*SUPPLIED DATA*:
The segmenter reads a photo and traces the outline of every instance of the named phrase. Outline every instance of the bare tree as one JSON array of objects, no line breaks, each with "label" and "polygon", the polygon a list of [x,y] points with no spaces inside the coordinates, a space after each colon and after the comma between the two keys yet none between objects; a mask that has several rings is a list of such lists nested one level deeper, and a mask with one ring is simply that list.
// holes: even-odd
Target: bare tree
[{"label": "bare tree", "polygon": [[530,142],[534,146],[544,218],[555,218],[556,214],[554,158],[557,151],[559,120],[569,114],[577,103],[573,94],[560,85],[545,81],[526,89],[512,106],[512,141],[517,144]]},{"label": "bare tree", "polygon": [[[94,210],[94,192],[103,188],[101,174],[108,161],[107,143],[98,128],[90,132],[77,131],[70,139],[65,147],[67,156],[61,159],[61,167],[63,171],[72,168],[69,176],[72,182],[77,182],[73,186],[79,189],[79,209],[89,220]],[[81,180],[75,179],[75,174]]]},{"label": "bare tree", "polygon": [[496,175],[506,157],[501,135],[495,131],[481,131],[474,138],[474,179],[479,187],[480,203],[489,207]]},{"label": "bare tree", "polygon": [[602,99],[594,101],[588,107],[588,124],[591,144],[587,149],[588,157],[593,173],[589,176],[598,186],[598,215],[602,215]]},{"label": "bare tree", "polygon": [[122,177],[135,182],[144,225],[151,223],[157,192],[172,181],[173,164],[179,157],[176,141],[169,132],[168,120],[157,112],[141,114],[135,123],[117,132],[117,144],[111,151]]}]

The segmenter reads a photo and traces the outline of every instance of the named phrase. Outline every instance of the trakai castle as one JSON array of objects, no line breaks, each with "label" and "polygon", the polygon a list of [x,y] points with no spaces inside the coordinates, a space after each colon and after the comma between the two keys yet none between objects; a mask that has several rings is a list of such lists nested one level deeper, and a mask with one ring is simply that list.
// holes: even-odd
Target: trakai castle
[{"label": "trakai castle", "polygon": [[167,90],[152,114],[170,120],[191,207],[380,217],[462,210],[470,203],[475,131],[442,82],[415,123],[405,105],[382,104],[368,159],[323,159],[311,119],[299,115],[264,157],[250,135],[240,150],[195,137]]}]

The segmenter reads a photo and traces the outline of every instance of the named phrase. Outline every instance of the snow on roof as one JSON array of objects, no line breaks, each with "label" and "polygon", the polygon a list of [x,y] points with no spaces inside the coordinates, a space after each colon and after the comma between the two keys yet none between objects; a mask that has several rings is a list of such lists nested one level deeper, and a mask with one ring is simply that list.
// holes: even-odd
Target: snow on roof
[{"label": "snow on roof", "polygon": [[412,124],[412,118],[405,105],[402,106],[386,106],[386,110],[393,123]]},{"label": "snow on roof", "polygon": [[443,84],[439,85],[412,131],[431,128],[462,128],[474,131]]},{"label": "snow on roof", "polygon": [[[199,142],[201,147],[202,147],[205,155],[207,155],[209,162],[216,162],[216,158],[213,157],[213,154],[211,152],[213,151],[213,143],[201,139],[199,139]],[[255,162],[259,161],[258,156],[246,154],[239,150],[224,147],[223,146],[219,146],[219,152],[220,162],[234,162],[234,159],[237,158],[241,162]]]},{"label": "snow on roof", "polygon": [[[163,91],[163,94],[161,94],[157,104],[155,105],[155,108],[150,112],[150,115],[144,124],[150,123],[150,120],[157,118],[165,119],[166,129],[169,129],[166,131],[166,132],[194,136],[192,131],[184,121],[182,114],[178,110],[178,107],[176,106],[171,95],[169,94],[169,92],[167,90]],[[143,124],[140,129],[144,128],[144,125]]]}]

*PROBLEM DETAILS*: Render the records above as a JSON list of strings, with each line as its own string and the blank lines omitted.

*RESULT FOR THIS EXERCISE*:
[
  "The segmenter reads a photo and traces the outline of every instance of the named phrase. Outline every instance of the bare tree as one JSON array of objects, no line breaks, each with \"label\" and \"polygon\", the polygon a list of [x,y] points with no spaces inside the coordinates, a space after each colon and after the comma between the two keys yet none between objects; a mask that has several rings is a list of such lists nested one level deeper, and a mask with one ring is simply that list.",
  "// holes: even-odd",
  "Target: bare tree",
  "[{\"label\": \"bare tree\", \"polygon\": [[530,142],[534,146],[544,218],[555,218],[556,214],[554,158],[557,151],[559,120],[569,114],[577,103],[573,94],[560,85],[545,81],[526,89],[512,106],[512,141],[517,144]]},{\"label\": \"bare tree\", \"polygon\": [[[94,210],[94,192],[103,188],[101,174],[108,161],[107,143],[98,128],[90,132],[77,131],[70,139],[65,147],[67,156],[61,159],[61,167],[63,171],[72,168],[69,176],[72,182],[77,182],[73,186],[79,189],[79,209],[89,220]],[[81,180],[75,179],[75,174]]]},{\"label\": \"bare tree\", \"polygon\": [[496,175],[506,157],[501,135],[495,131],[481,131],[474,138],[474,179],[479,187],[480,203],[489,207]]},{\"label\": \"bare tree\", \"polygon\": [[602,99],[594,101],[588,107],[588,124],[591,144],[587,149],[588,157],[593,173],[589,176],[598,186],[598,215],[602,215]]},{\"label\": \"bare tree\", \"polygon\": [[122,177],[135,182],[144,225],[151,223],[157,192],[172,181],[173,164],[179,157],[176,141],[169,132],[168,120],[157,112],[141,114],[135,123],[117,132],[117,144],[111,151]]}]",
  "The segmenter reads a photo and traces the outline of every instance of the named phrase. Outline every instance of the trakai castle as one JSON array of objects, no line breaks, each with \"label\" and \"polygon\", the polygon a list of [x,y] points with no spaces inside the coordinates, a space after each colon and after the comma between the two keys yet none between objects; a mask that has several rings is a list of such lists nested one level deeper, and a mask with one ring is simply that list.",
  "// holes: even-odd",
  "Target: trakai castle",
  "[{\"label\": \"trakai castle\", \"polygon\": [[167,90],[152,114],[170,120],[191,207],[380,217],[462,210],[470,203],[475,131],[442,82],[415,123],[405,105],[382,104],[368,159],[323,159],[311,119],[299,115],[264,157],[250,135],[240,150],[195,137]]}]",
  "The segmenter reads a photo and traces the outline of every instance of the named phrase. Outline every instance of the snow on roof as one JSON array of objects, no line breaks, each with \"label\" and \"polygon\", the polygon a list of [x,y] points with no spaces inside the coordinates, a space after each colon and after the comma between the two keys yet none between objects; a mask that has several rings is a list of such lists nested one level deeper, and a mask with one ring is simply that list.",
  "// holes: even-odd",
  "Target: snow on roof",
  "[{\"label\": \"snow on roof\", \"polygon\": [[412,124],[412,118],[405,105],[402,106],[386,106],[386,110],[393,123]]},{\"label\": \"snow on roof\", \"polygon\": [[443,84],[439,85],[412,131],[431,128],[462,128],[474,131]]},{\"label\": \"snow on roof\", \"polygon\": [[[199,142],[201,147],[202,147],[205,155],[207,155],[209,162],[216,162],[216,158],[213,157],[213,154],[211,152],[213,151],[213,143],[201,139],[199,139]],[[255,162],[259,161],[258,156],[246,154],[239,150],[224,147],[223,146],[219,146],[219,152],[220,162],[234,162],[234,159],[237,158],[241,162]]]},{\"label\": \"snow on roof\", \"polygon\": [[[163,91],[163,94],[161,94],[157,104],[155,105],[155,108],[150,112],[150,115],[144,124],[150,123],[150,120],[157,118],[165,119],[166,129],[169,129],[166,131],[166,132],[194,136],[192,131],[184,121],[182,114],[178,110],[178,107],[176,106],[171,95],[169,94],[169,92],[167,90]],[[143,124],[140,129],[144,128],[144,125]]]}]"
]